▶ TASK INSTRUCTIONS
Please rewrite the data below, substituting "widest part" for every "thickest part" and keeping everything else the same. Omit the pictures from your copy.

▶ THE RECORDS

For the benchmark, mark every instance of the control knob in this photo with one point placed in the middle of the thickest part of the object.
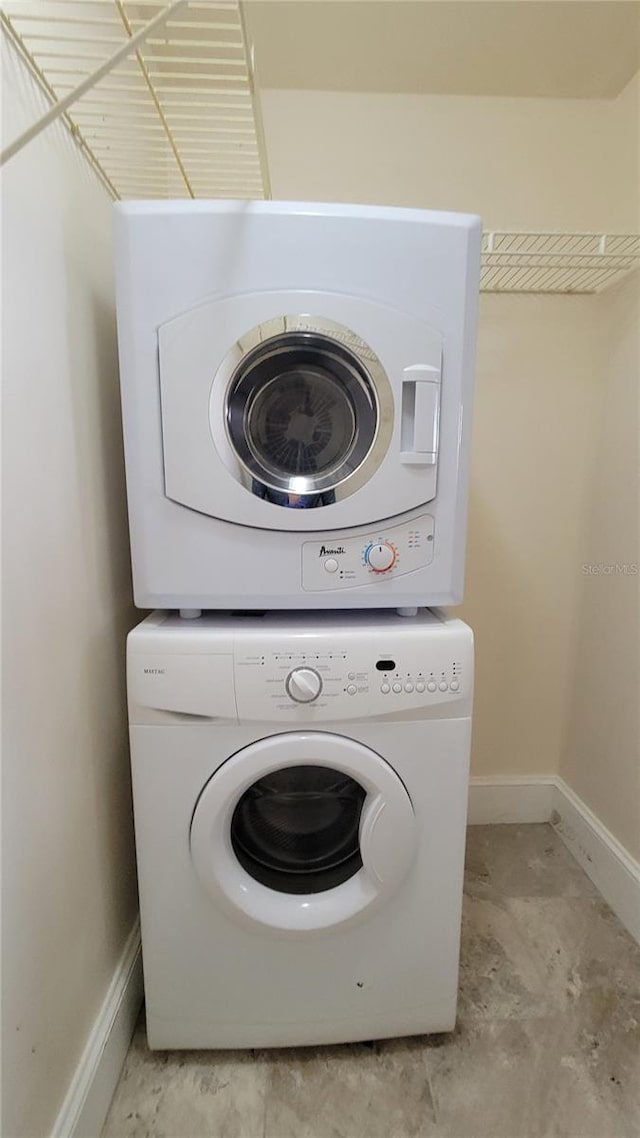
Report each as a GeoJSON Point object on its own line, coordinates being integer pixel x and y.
{"type": "Point", "coordinates": [380, 557]}
{"type": "Point", "coordinates": [303, 685]}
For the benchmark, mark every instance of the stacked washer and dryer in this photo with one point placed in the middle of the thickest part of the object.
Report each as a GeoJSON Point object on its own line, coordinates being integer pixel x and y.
{"type": "Point", "coordinates": [296, 385]}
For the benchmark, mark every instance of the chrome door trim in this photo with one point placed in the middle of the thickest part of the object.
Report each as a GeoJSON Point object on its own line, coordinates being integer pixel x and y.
{"type": "Point", "coordinates": [366, 362]}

▶ TASK ANSWER
For the benchmark, mark every instance of the control knob in this photo with one point placed in the middle of the widest part of the object.
Report each as a GeoJSON Point object on its own line, coordinates being integer pixel x and y.
{"type": "Point", "coordinates": [380, 557]}
{"type": "Point", "coordinates": [303, 685]}
For the benchmark, mark every instance of the stacked washer and dryer in this photo with one point placed in the middle of the widest part of the object.
Report each as a GeoJSON Point object on its own line, coordinates being integer pixel x and y.
{"type": "Point", "coordinates": [296, 385]}
For the benchmark, mark every instance of the chrome door trim in this photo with one point placed in the middle of the widest part of the object.
Report each as a GeoJSON Point object on its own line, coordinates being integer pixel x and y.
{"type": "Point", "coordinates": [366, 362]}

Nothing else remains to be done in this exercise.